▶ [Passage given]
* * * * * * * * *
# Superbowl XLII: Who ya got?



## kevin242 (Sep 30, 2005)

Giants or Patriots?


----------



## Zombie-F (Apr 12, 2004)

Man, if I went against my Pats, I'd need my head examined.

Good luck to both teams. I hope it's an exciting game.


----------



## Vlad (Aug 2, 2005)

Giants, Got to go with the home team!


----------



## BuriedAlive (Jun 8, 2006)

My whole family are Pats fans, but for the Superbowl party I'll be rooting for the Giants, just to stir things up a bit and tick my family off. I did vote for Pats in the poll, however.


----------



## Lotus (Nov 12, 2004)

Ahahahahaha Good Idea Dean


----------



## skeletonowl (Aug 8, 2006)

I have to go with the Giants even though they might lose


----------



## psyko99 (Jan 11, 2008)

The Giants were my dad's team. So in his memory ...


----------



## kevin242 (Sep 30, 2005)

*Yeah BABY!!!*

The Underdogs have it!!! WOW! What a game! Congrats to those few who voted for NY!
BTW, this is NY's first World Championship since 9/11...
whohoo!


----------



## HalloweenZombie (Jul 22, 2007)

Who cares about the SuperBowl? The Saints weren't in it.


----------
* * * * * * * * *
▶ [Listed entries]

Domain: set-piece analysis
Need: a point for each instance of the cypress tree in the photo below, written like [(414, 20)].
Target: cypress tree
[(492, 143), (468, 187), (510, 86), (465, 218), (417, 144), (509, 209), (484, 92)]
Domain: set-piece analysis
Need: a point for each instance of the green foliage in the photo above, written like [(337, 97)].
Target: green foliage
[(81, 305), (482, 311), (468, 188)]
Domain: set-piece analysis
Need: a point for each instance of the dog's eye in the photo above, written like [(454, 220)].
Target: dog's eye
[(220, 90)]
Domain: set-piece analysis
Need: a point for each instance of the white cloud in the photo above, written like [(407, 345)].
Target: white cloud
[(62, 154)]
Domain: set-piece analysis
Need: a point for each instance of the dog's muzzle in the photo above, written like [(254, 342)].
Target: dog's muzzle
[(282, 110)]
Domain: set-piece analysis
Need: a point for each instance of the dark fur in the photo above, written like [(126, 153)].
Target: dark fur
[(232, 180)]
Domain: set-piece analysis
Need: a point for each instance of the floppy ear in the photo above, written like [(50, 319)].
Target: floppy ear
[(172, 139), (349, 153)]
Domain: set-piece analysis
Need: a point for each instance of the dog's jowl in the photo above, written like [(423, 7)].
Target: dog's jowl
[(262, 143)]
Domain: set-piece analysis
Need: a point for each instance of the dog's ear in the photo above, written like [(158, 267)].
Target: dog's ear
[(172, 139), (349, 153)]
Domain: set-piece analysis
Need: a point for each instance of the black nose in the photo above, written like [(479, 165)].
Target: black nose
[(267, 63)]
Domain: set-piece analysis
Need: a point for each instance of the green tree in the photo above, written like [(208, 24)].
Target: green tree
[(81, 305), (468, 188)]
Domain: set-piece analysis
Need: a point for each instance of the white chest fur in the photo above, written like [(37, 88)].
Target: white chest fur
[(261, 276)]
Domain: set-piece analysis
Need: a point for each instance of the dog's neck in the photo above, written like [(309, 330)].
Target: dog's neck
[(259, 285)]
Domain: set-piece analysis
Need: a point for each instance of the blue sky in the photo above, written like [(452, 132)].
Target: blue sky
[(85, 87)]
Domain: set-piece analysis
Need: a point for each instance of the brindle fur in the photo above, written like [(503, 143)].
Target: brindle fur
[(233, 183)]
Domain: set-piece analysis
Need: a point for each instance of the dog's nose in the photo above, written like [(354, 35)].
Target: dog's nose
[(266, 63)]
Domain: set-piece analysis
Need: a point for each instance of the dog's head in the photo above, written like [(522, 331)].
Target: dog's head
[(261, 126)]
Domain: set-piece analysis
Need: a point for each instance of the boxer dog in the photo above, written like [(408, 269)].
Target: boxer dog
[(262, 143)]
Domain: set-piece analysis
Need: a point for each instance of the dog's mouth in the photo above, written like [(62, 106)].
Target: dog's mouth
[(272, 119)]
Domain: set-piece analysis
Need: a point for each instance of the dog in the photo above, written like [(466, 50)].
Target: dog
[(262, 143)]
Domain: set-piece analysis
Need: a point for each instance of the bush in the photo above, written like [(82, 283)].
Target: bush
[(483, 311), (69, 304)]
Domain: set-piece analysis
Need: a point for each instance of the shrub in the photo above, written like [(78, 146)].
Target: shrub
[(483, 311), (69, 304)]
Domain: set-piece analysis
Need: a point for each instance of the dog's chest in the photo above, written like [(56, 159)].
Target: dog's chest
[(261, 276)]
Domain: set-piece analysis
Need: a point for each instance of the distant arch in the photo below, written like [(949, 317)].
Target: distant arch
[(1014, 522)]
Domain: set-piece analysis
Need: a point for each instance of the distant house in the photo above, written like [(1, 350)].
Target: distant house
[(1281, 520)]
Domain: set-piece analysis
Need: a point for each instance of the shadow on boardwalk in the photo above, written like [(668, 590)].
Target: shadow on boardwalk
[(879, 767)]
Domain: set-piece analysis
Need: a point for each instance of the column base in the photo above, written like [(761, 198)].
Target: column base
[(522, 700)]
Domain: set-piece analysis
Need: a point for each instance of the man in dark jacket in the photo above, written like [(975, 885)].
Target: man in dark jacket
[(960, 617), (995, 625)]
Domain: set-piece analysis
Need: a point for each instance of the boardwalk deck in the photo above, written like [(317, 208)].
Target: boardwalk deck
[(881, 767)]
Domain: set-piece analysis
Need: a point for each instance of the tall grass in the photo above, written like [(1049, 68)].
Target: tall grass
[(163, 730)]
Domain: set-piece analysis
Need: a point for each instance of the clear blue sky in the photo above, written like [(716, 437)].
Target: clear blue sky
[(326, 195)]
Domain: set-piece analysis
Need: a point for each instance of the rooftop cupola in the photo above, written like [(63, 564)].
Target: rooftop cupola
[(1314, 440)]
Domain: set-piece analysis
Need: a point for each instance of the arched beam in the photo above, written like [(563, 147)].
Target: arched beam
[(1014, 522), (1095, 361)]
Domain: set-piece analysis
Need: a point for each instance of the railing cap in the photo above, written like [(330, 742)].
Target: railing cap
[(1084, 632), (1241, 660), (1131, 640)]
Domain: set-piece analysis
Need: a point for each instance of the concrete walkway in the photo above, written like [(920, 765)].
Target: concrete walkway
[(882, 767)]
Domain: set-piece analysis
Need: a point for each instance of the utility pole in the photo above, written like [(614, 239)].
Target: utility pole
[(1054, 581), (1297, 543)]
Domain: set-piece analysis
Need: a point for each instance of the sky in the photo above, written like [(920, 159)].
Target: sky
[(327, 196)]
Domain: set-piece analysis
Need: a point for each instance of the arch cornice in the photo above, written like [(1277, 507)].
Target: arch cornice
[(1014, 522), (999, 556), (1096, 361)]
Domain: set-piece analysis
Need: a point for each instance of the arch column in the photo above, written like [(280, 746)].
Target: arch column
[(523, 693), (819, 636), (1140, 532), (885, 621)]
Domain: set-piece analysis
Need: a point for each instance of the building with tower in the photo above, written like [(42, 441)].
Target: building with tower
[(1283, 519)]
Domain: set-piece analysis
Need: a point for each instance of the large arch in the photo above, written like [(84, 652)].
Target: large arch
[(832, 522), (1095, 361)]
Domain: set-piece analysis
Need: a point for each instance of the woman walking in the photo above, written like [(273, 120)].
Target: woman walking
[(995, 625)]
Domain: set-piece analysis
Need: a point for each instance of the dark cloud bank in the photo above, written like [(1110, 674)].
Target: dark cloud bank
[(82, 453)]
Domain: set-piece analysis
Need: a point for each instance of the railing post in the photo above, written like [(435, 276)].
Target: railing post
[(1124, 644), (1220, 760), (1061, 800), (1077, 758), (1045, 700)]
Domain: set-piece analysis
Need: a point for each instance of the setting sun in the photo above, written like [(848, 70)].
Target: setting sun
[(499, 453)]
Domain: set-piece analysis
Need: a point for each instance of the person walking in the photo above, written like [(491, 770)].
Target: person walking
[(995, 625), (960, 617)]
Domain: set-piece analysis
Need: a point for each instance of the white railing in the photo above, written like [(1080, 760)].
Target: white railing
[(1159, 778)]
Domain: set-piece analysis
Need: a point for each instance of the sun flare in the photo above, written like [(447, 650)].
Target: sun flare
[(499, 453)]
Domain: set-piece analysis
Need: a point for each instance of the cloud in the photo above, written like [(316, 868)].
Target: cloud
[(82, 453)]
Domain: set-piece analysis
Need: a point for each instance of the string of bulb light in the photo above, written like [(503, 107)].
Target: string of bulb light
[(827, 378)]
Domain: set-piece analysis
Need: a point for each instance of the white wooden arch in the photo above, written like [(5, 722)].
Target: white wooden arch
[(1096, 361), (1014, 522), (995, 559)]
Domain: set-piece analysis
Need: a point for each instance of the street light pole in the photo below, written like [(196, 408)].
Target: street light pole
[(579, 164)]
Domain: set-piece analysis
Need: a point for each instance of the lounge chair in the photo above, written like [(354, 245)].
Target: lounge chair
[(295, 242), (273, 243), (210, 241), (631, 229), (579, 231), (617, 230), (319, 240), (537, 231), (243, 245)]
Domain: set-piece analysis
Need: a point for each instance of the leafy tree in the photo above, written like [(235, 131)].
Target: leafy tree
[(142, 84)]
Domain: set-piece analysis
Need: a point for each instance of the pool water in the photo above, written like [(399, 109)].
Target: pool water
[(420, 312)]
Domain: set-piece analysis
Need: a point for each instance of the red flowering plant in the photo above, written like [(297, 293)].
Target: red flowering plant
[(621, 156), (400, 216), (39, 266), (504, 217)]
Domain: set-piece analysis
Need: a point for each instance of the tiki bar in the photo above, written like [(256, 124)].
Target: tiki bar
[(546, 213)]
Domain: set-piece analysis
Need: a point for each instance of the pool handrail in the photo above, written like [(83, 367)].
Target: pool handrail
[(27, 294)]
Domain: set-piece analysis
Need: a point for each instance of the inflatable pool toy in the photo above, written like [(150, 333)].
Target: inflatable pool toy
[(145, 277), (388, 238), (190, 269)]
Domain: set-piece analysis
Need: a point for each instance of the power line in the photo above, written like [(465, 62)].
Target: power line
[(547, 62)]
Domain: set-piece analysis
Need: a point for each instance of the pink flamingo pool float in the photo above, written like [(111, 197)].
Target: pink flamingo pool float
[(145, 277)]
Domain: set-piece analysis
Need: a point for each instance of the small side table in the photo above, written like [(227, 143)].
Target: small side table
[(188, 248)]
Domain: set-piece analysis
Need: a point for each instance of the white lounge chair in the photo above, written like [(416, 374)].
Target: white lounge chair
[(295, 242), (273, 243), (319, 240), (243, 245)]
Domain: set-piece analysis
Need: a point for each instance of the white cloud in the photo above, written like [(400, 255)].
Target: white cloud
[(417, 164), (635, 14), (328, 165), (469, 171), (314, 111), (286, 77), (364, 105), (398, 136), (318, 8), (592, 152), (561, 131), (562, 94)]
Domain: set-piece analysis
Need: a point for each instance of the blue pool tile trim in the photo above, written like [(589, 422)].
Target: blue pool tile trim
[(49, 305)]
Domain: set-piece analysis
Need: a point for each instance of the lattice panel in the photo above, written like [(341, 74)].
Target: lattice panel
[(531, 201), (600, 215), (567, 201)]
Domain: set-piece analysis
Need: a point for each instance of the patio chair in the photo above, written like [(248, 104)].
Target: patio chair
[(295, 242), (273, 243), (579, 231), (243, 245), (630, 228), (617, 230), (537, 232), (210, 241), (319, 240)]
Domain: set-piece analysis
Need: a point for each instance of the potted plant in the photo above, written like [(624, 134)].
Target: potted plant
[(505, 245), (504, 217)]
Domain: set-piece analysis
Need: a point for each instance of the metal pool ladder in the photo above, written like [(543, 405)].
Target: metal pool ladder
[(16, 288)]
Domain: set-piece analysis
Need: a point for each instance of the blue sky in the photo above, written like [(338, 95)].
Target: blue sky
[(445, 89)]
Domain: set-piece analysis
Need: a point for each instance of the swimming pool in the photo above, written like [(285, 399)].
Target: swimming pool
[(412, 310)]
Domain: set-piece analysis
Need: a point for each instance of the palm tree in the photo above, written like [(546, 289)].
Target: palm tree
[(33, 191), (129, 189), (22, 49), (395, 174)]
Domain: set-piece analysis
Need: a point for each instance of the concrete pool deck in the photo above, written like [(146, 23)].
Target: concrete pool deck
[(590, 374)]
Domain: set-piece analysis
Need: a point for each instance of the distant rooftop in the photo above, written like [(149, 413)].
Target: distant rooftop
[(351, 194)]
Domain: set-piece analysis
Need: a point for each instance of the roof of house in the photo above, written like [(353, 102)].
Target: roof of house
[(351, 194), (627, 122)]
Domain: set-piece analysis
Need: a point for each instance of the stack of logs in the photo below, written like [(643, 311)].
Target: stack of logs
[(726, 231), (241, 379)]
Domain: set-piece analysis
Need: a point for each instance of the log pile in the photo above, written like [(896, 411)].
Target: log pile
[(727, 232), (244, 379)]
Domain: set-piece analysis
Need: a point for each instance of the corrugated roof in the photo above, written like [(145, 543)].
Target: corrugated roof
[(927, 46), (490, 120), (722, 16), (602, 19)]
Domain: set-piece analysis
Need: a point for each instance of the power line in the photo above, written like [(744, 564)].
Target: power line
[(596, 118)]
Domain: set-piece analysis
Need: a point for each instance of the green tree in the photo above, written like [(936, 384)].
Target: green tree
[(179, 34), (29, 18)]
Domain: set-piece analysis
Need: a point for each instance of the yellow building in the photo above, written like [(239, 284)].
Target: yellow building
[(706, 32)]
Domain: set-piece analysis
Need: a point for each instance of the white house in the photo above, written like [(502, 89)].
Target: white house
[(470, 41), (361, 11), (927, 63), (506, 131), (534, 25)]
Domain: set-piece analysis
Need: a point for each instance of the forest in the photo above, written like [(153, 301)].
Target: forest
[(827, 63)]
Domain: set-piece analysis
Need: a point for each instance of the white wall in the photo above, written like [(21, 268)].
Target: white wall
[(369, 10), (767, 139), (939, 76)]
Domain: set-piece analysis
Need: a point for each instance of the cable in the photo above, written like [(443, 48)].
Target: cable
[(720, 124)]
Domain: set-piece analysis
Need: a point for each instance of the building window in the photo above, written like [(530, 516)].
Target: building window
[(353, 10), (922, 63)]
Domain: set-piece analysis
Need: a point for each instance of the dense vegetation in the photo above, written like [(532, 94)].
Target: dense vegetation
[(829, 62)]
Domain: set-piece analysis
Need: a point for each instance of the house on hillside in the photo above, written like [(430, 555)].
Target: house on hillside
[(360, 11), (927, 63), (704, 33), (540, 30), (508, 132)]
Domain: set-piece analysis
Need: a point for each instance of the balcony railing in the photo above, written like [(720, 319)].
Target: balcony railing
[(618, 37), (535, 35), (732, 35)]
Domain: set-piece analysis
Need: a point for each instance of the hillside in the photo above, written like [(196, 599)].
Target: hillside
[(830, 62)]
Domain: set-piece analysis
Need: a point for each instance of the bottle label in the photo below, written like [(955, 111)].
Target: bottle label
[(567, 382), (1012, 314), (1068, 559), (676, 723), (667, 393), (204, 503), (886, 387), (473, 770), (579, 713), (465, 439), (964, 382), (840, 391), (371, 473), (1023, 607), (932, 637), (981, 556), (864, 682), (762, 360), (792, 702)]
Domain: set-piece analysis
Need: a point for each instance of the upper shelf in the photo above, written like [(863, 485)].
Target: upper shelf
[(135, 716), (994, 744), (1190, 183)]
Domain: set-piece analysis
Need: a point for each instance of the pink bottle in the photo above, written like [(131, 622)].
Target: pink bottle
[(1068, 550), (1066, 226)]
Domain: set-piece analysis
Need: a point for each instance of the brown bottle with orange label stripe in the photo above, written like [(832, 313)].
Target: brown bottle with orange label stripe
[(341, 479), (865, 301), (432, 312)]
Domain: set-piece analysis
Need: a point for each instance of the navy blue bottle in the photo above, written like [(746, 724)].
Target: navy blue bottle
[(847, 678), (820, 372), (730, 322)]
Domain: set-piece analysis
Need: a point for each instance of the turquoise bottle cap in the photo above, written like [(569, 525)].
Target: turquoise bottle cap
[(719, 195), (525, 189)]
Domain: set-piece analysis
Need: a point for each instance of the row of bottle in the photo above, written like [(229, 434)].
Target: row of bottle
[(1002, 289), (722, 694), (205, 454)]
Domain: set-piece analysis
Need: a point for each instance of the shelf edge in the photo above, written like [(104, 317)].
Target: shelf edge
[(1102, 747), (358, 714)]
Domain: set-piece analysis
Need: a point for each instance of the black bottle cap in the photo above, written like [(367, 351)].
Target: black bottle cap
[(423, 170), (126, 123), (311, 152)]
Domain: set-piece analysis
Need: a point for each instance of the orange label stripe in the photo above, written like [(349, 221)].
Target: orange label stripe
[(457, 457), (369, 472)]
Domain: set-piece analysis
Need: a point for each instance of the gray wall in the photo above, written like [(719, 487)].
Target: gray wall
* * * * * * * * *
▶ [Tasks for this exercise]
[a] Could you return the passage of the Super Bowl thread from "The Underdogs have" up to and including "weren't in it.", word for word?
[b] Can you identify every line in the records that contains the string "plant" and copy each of those lines in full?
The Super Bowl thread and the records have nothing to do with each other.

▶ [Per-task answers]
[a]
The Underdogs have it!!! WOW! What a game! Congrats to those few who voted for NY!
BTW, this is NY's first World Championship since 9/11...
whohoo!


----------



## HalloweenZombie (Jul 22, 2007)

Who cares about the SuperBowl? The Saints weren't in it.

[b]
Need: a point for each instance of the red flowering plant in the photo above, written like [(297, 293)].
Target: red flowering plant
Need: a point for each instance of the potted plant in the photo above, written like [(624, 134)].
Target: potted plant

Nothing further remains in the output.